→ SUPPLIED ENTRIES:
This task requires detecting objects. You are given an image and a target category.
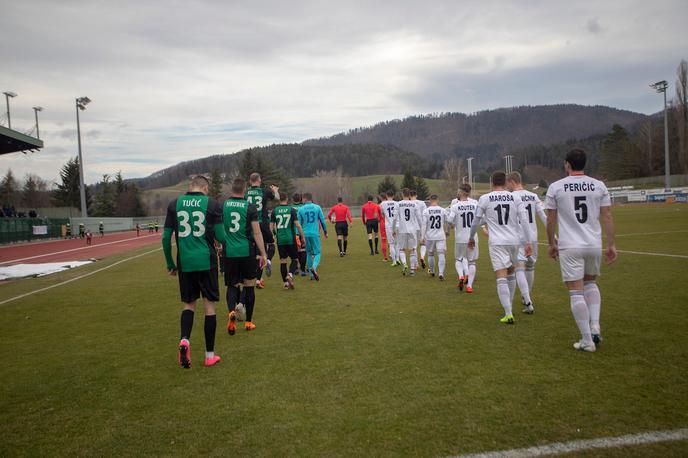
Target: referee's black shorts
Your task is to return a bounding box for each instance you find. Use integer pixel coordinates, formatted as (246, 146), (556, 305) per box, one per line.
(178, 268), (220, 303)
(335, 221), (349, 237)
(278, 243), (298, 260)
(223, 256), (258, 286)
(365, 219), (379, 234)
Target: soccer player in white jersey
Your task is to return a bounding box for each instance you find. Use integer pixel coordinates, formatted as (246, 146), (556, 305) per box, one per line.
(447, 184), (480, 292)
(469, 171), (534, 324)
(410, 190), (427, 271)
(545, 149), (617, 352)
(380, 191), (400, 265)
(393, 188), (423, 276)
(421, 194), (448, 279)
(506, 171), (547, 314)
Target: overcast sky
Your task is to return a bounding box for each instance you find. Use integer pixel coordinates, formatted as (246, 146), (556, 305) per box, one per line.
(1, 0), (686, 185)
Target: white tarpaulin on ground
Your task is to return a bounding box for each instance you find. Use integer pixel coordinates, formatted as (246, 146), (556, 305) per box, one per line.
(0, 261), (94, 281)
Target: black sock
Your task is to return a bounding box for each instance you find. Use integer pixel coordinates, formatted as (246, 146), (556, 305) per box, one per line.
(267, 244), (276, 261)
(256, 267), (263, 281)
(204, 314), (216, 352)
(180, 309), (194, 340)
(300, 252), (307, 270)
(375, 237), (379, 251)
(280, 263), (288, 282)
(289, 259), (298, 275)
(344, 240), (348, 252)
(368, 239), (373, 251)
(244, 287), (256, 322)
(337, 240), (343, 252)
(227, 285), (240, 312)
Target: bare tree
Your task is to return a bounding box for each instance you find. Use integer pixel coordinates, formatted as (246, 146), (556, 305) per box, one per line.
(308, 169), (352, 207)
(638, 121), (654, 175)
(441, 157), (464, 198)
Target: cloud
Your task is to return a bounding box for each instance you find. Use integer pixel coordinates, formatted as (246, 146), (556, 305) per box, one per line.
(0, 0), (686, 184)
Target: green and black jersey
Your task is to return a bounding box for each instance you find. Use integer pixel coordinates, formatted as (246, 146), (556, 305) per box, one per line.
(163, 192), (223, 272)
(223, 197), (259, 258)
(245, 186), (275, 225)
(271, 205), (299, 246)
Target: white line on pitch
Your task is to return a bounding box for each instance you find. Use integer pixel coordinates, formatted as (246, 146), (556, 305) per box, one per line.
(0, 248), (161, 306)
(0, 233), (160, 265)
(616, 230), (688, 237)
(450, 427), (688, 458)
(535, 242), (688, 259)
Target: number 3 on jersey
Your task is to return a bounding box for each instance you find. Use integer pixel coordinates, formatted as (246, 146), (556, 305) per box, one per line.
(178, 210), (205, 237)
(227, 212), (242, 233)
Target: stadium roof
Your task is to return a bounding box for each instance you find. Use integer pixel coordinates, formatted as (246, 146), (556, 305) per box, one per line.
(0, 125), (44, 155)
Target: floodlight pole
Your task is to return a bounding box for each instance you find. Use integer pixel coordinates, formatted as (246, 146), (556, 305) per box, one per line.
(3, 92), (16, 130)
(467, 157), (474, 190)
(76, 98), (88, 217)
(33, 107), (42, 139)
(662, 87), (670, 191)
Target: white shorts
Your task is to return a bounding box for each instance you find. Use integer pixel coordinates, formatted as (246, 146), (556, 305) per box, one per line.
(455, 242), (479, 262)
(488, 245), (519, 271)
(558, 248), (601, 282)
(518, 242), (538, 266)
(426, 240), (446, 254)
(397, 233), (418, 250)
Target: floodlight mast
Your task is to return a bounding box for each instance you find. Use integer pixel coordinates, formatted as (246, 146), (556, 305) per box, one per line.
(32, 106), (43, 139)
(76, 97), (91, 217)
(649, 80), (671, 192)
(3, 91), (17, 130)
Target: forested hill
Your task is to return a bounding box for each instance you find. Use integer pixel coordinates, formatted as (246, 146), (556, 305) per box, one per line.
(135, 144), (427, 190)
(303, 104), (646, 157)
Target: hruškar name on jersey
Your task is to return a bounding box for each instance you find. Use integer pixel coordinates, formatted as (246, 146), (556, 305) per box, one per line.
(225, 201), (246, 208)
(182, 198), (203, 207)
(488, 194), (514, 202)
(564, 182), (596, 192)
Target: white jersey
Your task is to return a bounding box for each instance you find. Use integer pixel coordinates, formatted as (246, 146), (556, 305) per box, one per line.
(475, 190), (532, 246)
(448, 199), (479, 244)
(380, 200), (398, 226)
(413, 200), (427, 231)
(394, 199), (422, 234)
(422, 205), (448, 241)
(450, 198), (459, 207)
(512, 189), (547, 243)
(544, 174), (611, 249)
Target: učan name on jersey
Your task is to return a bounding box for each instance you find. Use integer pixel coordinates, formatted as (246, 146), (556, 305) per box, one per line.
(182, 198), (203, 208)
(488, 194), (514, 202)
(564, 182), (596, 192)
(520, 194), (537, 202)
(225, 200), (246, 208)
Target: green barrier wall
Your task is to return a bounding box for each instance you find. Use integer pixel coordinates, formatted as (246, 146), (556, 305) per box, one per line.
(0, 218), (69, 244)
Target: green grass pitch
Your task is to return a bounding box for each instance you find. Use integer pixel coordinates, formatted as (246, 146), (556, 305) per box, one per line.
(1, 204), (687, 456)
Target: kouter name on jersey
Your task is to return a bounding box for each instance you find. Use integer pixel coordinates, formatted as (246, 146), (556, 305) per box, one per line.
(564, 182), (596, 192)
(488, 194), (514, 202)
(454, 204), (476, 210)
(182, 198), (203, 207)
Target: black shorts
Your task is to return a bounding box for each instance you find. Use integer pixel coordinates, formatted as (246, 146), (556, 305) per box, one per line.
(366, 219), (379, 234)
(335, 221), (349, 236)
(224, 256), (258, 286)
(278, 243), (298, 260)
(260, 222), (274, 245)
(178, 268), (220, 303)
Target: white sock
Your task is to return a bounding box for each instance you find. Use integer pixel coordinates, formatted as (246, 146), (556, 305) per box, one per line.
(410, 249), (418, 269)
(467, 264), (476, 287)
(420, 245), (427, 259)
(455, 260), (464, 278)
(496, 278), (512, 316)
(399, 251), (407, 266)
(525, 267), (535, 291)
(427, 253), (435, 273)
(389, 244), (396, 262)
(461, 258), (469, 277)
(570, 291), (592, 344)
(584, 281), (601, 333)
(438, 254), (446, 276)
(205, 351), (214, 359)
(516, 269), (532, 304)
(507, 274), (516, 303)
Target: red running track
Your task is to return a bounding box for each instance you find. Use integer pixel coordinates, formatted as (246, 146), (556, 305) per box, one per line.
(0, 231), (163, 266)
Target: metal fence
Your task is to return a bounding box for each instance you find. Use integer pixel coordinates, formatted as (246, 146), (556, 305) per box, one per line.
(0, 218), (69, 244)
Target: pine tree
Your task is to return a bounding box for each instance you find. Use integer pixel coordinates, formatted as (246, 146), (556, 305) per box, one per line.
(53, 157), (89, 208)
(401, 169), (416, 191)
(239, 150), (294, 196)
(599, 125), (641, 180)
(414, 176), (430, 201)
(209, 168), (223, 199)
(22, 174), (49, 208)
(114, 171), (126, 197)
(377, 175), (398, 195)
(92, 174), (115, 217)
(0, 169), (18, 205)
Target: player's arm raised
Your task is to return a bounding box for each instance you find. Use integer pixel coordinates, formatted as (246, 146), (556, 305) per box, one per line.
(600, 206), (617, 264)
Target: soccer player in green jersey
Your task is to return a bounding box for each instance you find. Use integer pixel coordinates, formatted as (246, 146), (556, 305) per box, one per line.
(245, 173), (279, 288)
(162, 175), (227, 369)
(271, 194), (305, 290)
(224, 177), (268, 334)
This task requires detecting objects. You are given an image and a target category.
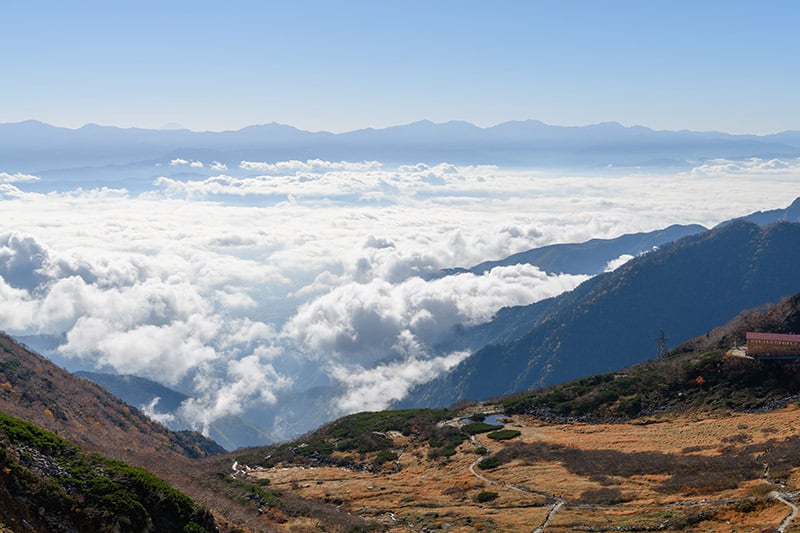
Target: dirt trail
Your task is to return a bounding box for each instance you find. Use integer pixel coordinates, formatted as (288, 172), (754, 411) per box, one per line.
(465, 431), (797, 533)
(772, 492), (799, 532)
(468, 435), (564, 532)
(531, 500), (564, 533)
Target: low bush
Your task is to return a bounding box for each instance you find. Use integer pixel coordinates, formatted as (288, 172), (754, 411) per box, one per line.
(492, 440), (762, 495)
(462, 422), (503, 435)
(577, 487), (628, 505)
(0, 411), (214, 532)
(477, 456), (503, 470)
(373, 449), (398, 466)
(474, 491), (499, 503)
(487, 429), (521, 440)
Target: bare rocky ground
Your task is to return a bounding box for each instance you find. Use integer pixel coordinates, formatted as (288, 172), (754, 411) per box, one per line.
(236, 404), (800, 532)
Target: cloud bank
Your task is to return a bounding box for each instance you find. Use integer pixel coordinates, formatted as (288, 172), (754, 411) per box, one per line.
(0, 158), (797, 440)
(0, 172), (40, 183)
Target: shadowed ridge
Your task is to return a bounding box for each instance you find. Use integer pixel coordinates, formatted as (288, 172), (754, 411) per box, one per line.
(0, 332), (224, 464)
(406, 220), (800, 408)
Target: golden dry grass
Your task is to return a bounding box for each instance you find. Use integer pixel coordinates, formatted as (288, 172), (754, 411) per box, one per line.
(237, 404), (800, 532)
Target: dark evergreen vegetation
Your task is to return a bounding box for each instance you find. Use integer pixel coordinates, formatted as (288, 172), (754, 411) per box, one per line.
(502, 292), (800, 422)
(0, 410), (216, 532)
(410, 221), (800, 408)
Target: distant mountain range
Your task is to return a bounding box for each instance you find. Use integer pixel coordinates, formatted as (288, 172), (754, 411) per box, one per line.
(2, 119), (800, 172)
(405, 219), (800, 408)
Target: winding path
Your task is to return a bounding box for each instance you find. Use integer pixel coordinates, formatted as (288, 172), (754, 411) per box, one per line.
(771, 492), (798, 533)
(464, 433), (794, 533)
(468, 435), (565, 532)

→ WHAT IS REQUIRED: Look through the entries for the string "name". Every line that has it belongs in the answer.

→ ANSWER SECTION:
Target: hruškar name on jersey
Target: učan name on jersey
Target: kouter name on jersey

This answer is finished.